> [TAREFA] A primeira frase da crítica de Não pare na pista, logo abaixo, apresenta Paulo Coelho de várias maneiras. Liste todas elas, começando por "escritor".

> [TRECHO DO TEXTO]
______________________________

Não pare na pista tem como base a vida do escritor (e mago, ex-maluco beleza, coautor de canções clássicas de Raul Seixas, ex-gerente da indústria fonográfica) Paulo Coelho. Com material tão rico, chega a surpreender que o roteiro seja uma profusão de clichês organizados em três tempos narrativos distintos: o do adolescente-problema, internado em uma instituição psiquiátrica pelos pais; o do jovem adulto às voltas com a contracultura, o teatro alternativo, o sexo, as drogas e o rock and roll; e o do homem adulto em crise, que abandona o emprego em uma gravadora para realizar uma busca espiritual - e, de quebra, escrever O diário de um mago, primeiro passo em sua trajetória rumo às listas de mais vendidos.
O filme lança mão de muito bons atores (Júlio Andrade Fabiana Guglielmetti, Enrique Díaz, Lucci Ferreira) e alguns excelentes coadjuvantes (Paz Vega e Miéle, em papeis pequenos, roubam as cenas) para um resultado apenas mediano: culpa talvez da direção um tanto grandiloquente, que tenta ressaltar o caráter "excepcional" da vida do personagem e dos eventos narrados, e também do roteiro, que parece não saber para onde vai e que desperdiça algumas boas situações construídas. Não faltará quem diga que, numa vida como a de Paulo Coelho, havia muito a ser contado. Porém o filme parece fazer questão de nada "contar", mas tudo "informar".
Um exemplo: após flagrar Paulo Coelho aos beijos com duas mulheres nos bastidores de um show de Raul Seixas, Luiza (Paz Vega) o abandona. O que poderia se esperar então? Uma tentativa de reconciliação? Um homem arrasado por ter perdido a paixão mais avassaladora de sua vida? Não: o assunto logo é página virada, e a preocupação do enredo se volta para a repressão durante o governo militar. Após cinco minutos, este novo assunto é também abandonado e assim sucessivamente, numa espécie de esgotamento constante dos próprios temas do filme...

______________________________

> [DADOS EXTRAÍDOS]
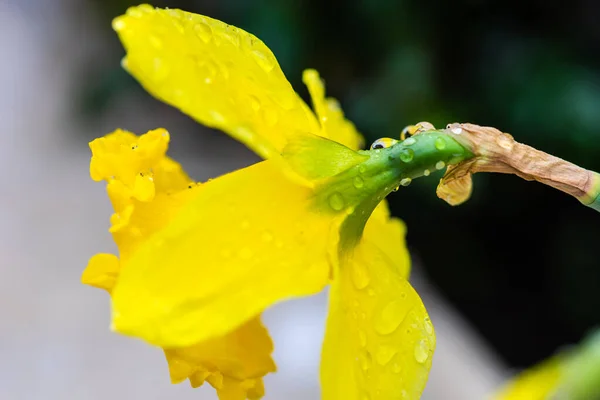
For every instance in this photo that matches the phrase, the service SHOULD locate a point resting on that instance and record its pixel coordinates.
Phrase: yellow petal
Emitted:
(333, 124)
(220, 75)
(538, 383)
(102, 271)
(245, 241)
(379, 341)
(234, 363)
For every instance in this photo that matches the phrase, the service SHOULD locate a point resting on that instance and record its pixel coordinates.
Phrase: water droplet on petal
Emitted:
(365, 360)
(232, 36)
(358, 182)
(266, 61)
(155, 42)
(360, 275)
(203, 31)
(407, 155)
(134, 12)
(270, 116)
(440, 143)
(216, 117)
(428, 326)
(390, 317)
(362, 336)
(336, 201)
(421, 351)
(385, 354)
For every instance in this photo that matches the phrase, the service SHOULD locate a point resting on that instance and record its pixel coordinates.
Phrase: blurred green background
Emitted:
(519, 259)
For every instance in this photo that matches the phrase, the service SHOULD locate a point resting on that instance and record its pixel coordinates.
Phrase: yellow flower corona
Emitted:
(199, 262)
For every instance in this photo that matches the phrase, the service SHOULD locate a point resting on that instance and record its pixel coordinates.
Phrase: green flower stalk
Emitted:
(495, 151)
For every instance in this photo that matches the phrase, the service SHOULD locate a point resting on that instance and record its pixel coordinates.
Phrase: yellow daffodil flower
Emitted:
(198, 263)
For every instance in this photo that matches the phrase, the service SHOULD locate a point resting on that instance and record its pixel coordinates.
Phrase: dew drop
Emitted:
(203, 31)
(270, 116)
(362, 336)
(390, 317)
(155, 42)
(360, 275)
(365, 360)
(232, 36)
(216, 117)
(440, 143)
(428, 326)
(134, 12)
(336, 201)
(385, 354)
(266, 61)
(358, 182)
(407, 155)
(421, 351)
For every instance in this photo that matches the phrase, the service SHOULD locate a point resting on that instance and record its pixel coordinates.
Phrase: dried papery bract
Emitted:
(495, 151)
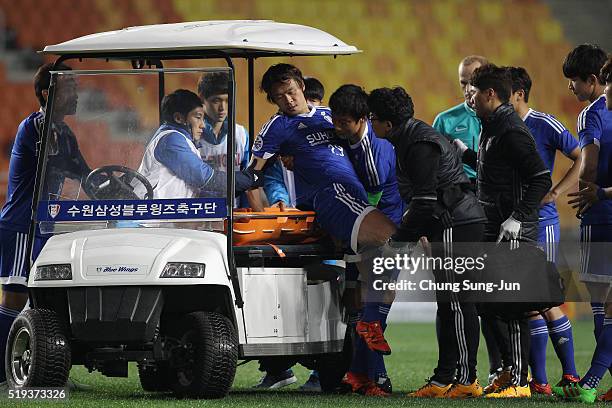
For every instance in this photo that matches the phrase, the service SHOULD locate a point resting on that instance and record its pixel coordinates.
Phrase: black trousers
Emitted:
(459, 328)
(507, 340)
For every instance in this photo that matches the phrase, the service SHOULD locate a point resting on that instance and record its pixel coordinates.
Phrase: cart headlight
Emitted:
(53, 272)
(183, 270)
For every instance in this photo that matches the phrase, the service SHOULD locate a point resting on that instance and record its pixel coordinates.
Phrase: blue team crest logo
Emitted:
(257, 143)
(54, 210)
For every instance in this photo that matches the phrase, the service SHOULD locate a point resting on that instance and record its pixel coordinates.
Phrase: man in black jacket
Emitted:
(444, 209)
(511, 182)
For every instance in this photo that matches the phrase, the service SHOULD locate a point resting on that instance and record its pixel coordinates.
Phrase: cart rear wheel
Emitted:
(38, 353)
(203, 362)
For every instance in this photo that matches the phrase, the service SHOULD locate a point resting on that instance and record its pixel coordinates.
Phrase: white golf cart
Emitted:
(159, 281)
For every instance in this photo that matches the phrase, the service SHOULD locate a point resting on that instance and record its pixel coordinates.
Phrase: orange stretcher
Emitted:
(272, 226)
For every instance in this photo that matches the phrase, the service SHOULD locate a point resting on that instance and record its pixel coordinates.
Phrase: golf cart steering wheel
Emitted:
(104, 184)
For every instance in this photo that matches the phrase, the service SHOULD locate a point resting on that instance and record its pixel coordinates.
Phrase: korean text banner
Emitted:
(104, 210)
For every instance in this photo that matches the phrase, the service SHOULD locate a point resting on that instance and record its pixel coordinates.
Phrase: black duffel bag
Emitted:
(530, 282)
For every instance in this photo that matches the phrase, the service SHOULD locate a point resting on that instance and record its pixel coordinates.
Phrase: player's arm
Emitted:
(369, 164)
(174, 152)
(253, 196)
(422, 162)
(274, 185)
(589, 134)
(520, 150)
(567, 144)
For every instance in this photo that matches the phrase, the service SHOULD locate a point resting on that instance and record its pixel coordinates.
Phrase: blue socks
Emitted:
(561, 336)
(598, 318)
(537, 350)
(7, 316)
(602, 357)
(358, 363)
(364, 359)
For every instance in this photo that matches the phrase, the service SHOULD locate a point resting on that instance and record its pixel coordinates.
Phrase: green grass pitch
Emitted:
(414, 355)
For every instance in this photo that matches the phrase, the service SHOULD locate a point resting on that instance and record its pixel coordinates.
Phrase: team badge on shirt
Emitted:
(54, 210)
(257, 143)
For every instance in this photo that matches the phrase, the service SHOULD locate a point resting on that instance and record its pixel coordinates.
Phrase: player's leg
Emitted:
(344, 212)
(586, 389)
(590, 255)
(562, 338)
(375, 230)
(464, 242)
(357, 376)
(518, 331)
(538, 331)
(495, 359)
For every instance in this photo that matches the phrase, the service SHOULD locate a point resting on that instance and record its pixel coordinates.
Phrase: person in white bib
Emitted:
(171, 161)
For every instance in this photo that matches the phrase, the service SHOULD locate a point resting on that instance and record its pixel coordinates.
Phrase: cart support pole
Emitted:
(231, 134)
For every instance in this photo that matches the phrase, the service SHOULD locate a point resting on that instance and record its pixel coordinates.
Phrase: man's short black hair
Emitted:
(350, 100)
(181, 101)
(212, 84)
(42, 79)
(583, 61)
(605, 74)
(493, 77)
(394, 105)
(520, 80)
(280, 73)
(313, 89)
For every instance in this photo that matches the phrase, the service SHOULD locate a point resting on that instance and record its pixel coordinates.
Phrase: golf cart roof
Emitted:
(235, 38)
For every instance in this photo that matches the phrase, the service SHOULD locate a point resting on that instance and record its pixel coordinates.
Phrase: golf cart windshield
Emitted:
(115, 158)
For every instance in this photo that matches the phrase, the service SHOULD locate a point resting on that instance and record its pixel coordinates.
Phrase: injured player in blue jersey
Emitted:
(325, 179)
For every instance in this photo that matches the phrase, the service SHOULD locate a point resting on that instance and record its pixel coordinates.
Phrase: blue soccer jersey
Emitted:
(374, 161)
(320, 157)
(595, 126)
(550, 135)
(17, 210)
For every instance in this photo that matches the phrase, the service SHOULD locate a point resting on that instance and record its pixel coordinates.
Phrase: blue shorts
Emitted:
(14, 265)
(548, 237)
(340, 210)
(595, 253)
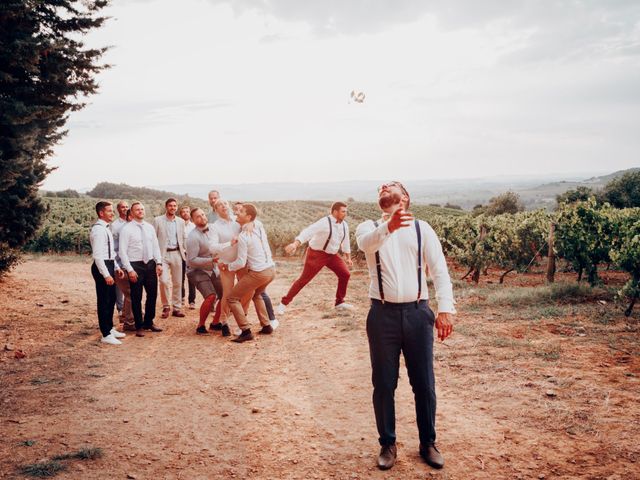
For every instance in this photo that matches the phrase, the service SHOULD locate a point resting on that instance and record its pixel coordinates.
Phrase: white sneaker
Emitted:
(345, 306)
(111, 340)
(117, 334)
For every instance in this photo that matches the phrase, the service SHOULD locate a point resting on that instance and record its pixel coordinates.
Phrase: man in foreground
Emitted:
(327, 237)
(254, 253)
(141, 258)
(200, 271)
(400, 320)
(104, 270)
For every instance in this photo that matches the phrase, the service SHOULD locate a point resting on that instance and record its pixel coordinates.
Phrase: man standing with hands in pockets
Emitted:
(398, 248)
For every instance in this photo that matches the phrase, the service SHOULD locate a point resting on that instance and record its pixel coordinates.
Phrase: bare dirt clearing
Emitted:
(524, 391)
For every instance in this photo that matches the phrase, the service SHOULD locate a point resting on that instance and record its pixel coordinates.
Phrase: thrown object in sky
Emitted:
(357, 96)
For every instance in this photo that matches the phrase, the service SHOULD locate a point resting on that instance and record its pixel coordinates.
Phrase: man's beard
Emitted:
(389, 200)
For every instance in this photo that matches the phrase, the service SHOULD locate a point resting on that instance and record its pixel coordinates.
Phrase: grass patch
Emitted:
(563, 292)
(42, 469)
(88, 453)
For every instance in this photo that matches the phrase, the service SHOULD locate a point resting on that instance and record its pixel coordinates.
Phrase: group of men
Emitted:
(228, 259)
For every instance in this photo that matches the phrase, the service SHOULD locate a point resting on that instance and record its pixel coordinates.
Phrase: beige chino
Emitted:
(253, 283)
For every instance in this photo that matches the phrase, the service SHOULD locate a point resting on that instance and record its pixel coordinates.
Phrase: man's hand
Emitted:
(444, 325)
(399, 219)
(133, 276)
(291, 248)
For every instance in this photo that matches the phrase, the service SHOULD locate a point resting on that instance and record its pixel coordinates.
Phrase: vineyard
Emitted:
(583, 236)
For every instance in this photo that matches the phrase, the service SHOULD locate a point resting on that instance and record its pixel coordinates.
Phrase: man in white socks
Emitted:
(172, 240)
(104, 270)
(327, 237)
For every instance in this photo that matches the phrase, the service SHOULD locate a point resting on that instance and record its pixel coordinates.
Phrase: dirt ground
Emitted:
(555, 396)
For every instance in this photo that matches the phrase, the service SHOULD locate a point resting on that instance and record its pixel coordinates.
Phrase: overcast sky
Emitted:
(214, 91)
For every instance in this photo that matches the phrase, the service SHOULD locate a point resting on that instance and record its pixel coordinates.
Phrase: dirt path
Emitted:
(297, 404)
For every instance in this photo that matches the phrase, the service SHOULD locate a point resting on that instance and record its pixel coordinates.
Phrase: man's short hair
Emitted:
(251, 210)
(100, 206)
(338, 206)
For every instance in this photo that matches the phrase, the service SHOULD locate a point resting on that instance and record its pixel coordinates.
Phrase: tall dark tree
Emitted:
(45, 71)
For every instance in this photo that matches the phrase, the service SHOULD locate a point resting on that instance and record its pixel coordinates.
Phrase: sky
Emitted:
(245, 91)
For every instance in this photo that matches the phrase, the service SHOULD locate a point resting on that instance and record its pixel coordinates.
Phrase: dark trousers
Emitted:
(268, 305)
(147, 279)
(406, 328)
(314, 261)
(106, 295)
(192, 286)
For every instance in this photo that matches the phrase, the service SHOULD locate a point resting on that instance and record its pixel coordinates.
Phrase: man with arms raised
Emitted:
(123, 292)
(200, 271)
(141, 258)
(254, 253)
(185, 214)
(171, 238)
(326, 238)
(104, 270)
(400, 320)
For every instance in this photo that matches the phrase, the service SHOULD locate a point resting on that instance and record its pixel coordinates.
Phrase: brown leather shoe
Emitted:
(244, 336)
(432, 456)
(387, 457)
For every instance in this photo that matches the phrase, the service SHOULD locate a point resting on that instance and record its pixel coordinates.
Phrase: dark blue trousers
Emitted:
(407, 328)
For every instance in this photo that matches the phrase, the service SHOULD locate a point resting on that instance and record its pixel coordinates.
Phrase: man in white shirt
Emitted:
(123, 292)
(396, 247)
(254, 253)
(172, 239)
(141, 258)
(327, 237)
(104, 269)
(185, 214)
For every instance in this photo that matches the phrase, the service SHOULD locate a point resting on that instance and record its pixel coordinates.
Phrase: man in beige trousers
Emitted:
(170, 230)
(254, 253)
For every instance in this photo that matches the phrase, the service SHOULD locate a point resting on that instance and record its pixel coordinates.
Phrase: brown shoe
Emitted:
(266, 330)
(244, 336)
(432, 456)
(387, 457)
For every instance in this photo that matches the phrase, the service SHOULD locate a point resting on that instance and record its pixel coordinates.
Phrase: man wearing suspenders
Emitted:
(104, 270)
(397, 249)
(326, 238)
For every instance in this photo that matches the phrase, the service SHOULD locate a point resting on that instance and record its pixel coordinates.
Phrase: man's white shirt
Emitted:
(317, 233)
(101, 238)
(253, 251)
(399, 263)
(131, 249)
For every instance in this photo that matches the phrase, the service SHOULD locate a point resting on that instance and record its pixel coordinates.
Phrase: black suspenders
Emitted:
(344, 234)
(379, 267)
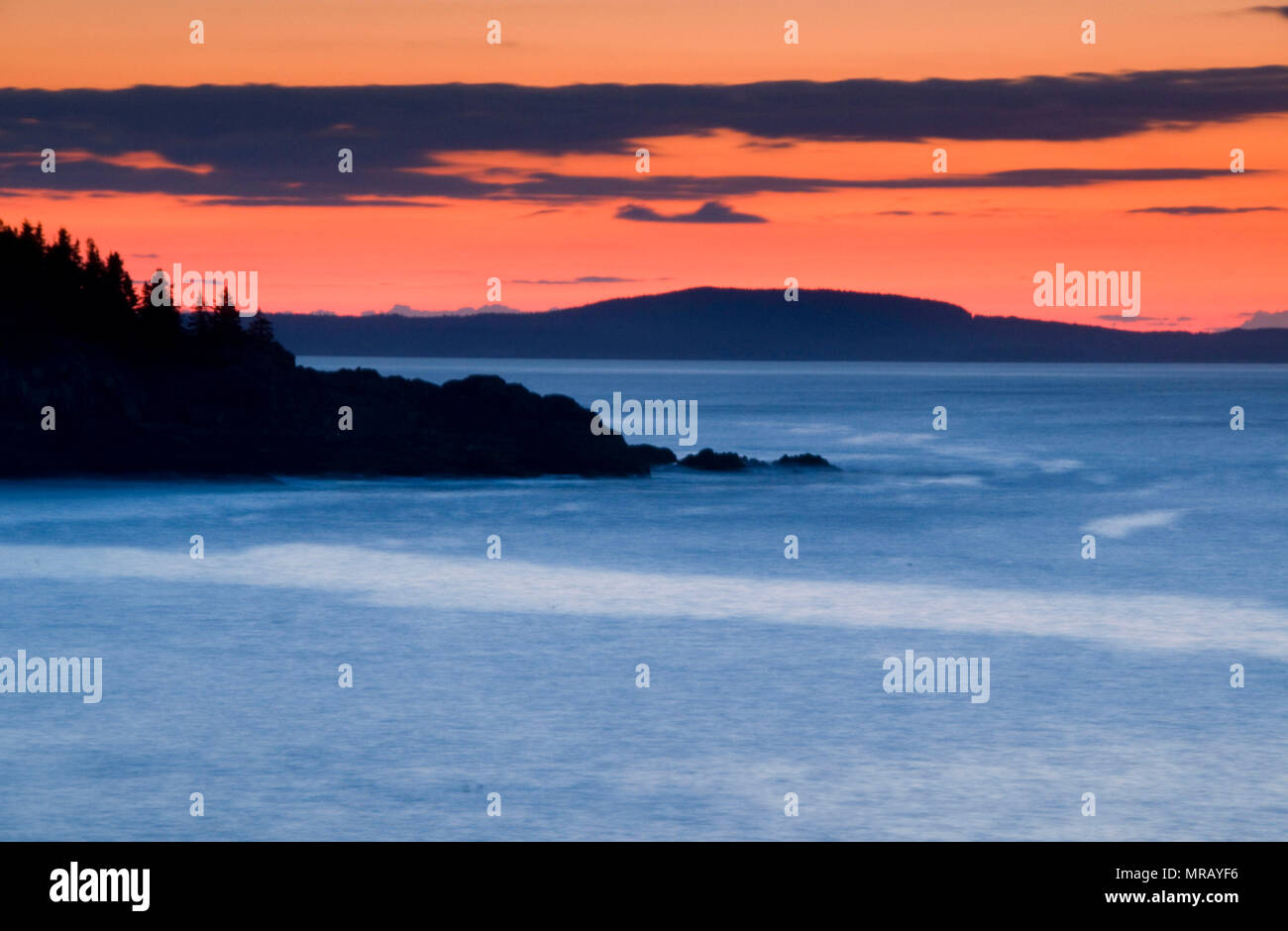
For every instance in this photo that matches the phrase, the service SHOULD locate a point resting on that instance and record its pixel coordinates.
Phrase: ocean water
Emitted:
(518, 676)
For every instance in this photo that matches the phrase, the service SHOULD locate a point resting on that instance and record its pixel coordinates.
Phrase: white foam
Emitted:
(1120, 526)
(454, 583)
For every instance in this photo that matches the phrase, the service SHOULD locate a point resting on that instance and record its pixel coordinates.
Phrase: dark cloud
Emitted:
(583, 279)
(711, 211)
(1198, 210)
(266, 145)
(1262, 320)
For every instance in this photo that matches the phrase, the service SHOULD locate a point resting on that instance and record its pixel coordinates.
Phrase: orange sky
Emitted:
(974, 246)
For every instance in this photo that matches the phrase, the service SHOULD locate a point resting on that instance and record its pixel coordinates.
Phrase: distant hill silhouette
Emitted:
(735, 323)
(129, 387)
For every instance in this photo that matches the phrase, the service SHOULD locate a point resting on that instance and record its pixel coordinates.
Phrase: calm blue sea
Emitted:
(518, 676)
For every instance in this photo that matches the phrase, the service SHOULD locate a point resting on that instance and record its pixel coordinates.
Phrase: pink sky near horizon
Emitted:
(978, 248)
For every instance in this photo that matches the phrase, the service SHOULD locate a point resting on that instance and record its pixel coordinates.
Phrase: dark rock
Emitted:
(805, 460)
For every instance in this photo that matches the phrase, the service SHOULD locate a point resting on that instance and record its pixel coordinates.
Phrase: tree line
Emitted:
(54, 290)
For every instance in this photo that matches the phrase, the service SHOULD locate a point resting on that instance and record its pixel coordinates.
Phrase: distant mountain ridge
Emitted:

______________________________

> [RESPOSTA COMPLETA]
- escritor
- mago
- ex-maluco beleza
- coautor de canções clássicas de Raul Seixas
- ex-gerente da indústria fonográfica